● **Task to carry out**
Rewrite the stretch of data from the line containing "Query: tablet" through the end of the data as a Markdown table with two columns, "Row" and "Line". Give each line its own row, numbered in order, and leave out any blank lines.

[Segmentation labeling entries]
** start **

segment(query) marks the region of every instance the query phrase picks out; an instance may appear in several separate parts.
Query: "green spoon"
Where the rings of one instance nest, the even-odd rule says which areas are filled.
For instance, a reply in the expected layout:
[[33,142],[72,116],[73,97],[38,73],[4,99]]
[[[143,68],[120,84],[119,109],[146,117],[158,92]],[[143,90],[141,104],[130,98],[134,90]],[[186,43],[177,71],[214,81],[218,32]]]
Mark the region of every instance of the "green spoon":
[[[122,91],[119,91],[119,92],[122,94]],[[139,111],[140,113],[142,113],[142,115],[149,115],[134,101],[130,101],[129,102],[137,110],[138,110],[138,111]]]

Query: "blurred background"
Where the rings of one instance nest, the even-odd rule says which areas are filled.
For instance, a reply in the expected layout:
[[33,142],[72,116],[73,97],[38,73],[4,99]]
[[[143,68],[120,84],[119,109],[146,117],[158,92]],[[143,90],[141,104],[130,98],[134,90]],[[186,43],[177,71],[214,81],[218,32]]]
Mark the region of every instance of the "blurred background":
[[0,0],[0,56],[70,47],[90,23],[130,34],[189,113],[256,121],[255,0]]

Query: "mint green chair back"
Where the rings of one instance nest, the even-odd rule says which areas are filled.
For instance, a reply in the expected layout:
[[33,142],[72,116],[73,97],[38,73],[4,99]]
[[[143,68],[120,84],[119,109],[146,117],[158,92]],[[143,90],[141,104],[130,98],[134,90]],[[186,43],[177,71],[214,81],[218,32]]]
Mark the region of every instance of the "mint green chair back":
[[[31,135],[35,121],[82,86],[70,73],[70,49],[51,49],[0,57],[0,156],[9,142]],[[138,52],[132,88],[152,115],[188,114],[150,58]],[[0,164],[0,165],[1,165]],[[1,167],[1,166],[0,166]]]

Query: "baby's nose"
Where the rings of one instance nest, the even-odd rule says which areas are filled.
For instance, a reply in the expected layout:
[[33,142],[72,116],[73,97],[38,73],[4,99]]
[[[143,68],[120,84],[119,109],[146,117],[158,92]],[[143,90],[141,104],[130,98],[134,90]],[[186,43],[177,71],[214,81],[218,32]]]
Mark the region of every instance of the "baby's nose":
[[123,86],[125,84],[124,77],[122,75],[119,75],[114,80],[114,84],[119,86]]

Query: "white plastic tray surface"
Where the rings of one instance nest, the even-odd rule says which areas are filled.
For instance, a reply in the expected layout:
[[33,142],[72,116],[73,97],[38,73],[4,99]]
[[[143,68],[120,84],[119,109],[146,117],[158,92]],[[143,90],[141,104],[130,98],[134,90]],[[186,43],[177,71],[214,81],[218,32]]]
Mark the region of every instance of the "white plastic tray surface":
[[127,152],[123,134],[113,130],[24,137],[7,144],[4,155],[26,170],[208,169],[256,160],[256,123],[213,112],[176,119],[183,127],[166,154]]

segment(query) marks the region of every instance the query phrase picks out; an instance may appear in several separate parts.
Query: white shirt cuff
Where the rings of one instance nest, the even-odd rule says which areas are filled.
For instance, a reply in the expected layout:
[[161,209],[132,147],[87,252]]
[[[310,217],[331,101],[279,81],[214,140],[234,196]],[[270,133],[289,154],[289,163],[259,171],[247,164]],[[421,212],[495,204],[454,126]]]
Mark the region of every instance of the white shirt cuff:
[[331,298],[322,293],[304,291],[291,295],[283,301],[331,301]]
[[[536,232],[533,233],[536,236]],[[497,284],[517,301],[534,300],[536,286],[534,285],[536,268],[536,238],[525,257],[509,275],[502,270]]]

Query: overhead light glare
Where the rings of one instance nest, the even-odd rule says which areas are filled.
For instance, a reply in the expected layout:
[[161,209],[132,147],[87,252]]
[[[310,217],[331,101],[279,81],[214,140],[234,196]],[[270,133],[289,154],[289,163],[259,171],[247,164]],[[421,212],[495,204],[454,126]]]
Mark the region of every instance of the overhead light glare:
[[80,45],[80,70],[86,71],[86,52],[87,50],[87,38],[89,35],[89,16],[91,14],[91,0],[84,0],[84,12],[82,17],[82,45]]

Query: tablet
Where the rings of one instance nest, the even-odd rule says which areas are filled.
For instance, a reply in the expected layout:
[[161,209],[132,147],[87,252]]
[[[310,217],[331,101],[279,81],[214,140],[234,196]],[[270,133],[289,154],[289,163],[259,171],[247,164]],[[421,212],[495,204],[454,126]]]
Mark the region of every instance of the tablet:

** end **

● **Result**
| Row | Line |
|---|---|
| 1 | Query: tablet |
| 2 | Where the rings of one instance nest, the even-odd rule says which areas are filled. |
| 3 | For instance, a reply in the expected layout: |
| 4 | [[161,209],[132,147],[87,252]] |
| 5 | [[[310,217],[331,101],[279,81],[214,140],[234,196]],[[270,133],[289,154],[289,163],[259,171],[247,164]],[[421,212],[495,204],[454,126]]] |
| 6 | Mark the region of every instance of the tablet: |